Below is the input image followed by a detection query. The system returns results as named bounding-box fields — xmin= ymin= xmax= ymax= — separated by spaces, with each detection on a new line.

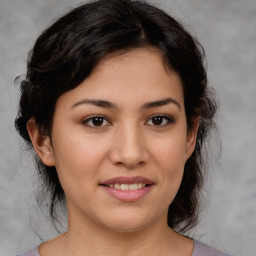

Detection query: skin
xmin=27 ymin=47 xmax=200 ymax=256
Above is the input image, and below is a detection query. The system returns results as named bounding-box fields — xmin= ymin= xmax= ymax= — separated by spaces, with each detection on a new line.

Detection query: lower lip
xmin=102 ymin=185 xmax=153 ymax=202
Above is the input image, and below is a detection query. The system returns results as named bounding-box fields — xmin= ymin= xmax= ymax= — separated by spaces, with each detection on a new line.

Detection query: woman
xmin=16 ymin=0 xmax=233 ymax=256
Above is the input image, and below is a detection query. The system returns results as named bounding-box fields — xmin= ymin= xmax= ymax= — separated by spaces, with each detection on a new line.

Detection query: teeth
xmin=108 ymin=183 xmax=146 ymax=190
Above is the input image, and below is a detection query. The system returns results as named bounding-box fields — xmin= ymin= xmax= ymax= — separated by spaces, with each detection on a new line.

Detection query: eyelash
xmin=82 ymin=116 xmax=111 ymax=129
xmin=146 ymin=115 xmax=174 ymax=127
xmin=82 ymin=115 xmax=175 ymax=129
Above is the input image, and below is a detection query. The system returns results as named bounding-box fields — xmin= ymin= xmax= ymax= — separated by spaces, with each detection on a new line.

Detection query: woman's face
xmin=40 ymin=48 xmax=195 ymax=231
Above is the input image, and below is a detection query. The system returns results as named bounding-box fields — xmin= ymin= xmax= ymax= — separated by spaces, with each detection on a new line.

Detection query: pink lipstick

**SET PROBLEM:** Please give all the items above again with every "input image" swapped for "source picture" and everything else unchanged, leaving out the pictures.

**EXERCISE ANSWER:**
Below is the source picture followed by a detection query. The system returns results as named bounding-box fields — xmin= ymin= xmax= ymax= — separated by spaces, with each detection on a new line.


Detection query: skin
xmin=27 ymin=47 xmax=200 ymax=256
Above is the source picture, and below is a detection query. The system returns results as named bounding-box fields — xmin= ymin= xmax= ymax= — separated by spaces, with each detection on a new line.

Detection query: lower lip
xmin=102 ymin=185 xmax=153 ymax=202
Above is the source picture, and below is a detection query. The system returns results as named bounding-box fields — xmin= ymin= xmax= ymax= — separated by spaces, with each detection on a new line.

Detection query: woman
xmin=16 ymin=0 xmax=233 ymax=256
Above is the source picture, and below is a detection query. The system returns results as named bounding-box fields — xmin= ymin= xmax= ymax= — separated by spaces, with each detection on a new line.

Detection query: teeth
xmin=108 ymin=183 xmax=146 ymax=190
Above is the source picture, and below is a detection query. The system returns results as named bounding-box fields — xmin= ymin= xmax= ymax= — separated by spaces, with each detection on a new line.

Detection query: eyelash
xmin=82 ymin=116 xmax=111 ymax=129
xmin=146 ymin=115 xmax=174 ymax=127
xmin=82 ymin=115 xmax=175 ymax=129
Above is the source picture, and below is a detection query. The system returns results as named bounding-box fields — xmin= ymin= xmax= ymax= — separated by spaces, with each detection on a new line.

Detection query: woman's face
xmin=40 ymin=48 xmax=195 ymax=231
Above is the source picture, and below is a detection query. The system returns results as named bounding-box fields — xmin= ymin= xmax= ymax= — separated by spaces, with each detection on a new line.

Detection query: pink lipstick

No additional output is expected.